The data:
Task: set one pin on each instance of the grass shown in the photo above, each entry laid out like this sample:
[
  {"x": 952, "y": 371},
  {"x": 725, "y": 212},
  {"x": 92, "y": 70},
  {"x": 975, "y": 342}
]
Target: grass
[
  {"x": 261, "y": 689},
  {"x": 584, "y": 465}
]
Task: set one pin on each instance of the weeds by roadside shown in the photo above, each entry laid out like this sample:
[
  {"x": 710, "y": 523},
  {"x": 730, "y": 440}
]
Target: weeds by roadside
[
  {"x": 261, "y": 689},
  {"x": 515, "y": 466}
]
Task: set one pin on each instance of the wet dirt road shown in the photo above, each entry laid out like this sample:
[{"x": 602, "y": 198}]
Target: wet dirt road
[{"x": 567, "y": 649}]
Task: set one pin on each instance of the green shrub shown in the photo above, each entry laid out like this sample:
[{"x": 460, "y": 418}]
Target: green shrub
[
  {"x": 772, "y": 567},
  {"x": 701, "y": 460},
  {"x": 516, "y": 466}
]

Requirements:
All entries must be repeated verbatim.

The response:
Task: set one pin on each instance of the grass shown in the photo above, each entry laid out like this sample:
[
  {"x": 952, "y": 371},
  {"x": 725, "y": 212},
  {"x": 92, "y": 70},
  {"x": 975, "y": 342}
]
Target: grass
[
  {"x": 261, "y": 689},
  {"x": 584, "y": 465}
]
Task: set one pin on each instance of the weeds by roadside shown in the photo above, each entry laid out like this sample:
[
  {"x": 710, "y": 523},
  {"x": 730, "y": 440}
]
Target: weeds by roadside
[
  {"x": 261, "y": 689},
  {"x": 515, "y": 466}
]
Task: set one pin on each instance of the wet dirt road shown in the photo above, each entry laid out like this sample:
[{"x": 602, "y": 198}]
Target: wet dirt road
[{"x": 567, "y": 649}]
Task: set one pin on each instance of the green shrub shown in the photo above, each entry laid out like this sample:
[{"x": 460, "y": 418}]
Target: green shrub
[
  {"x": 772, "y": 567},
  {"x": 701, "y": 460},
  {"x": 516, "y": 466}
]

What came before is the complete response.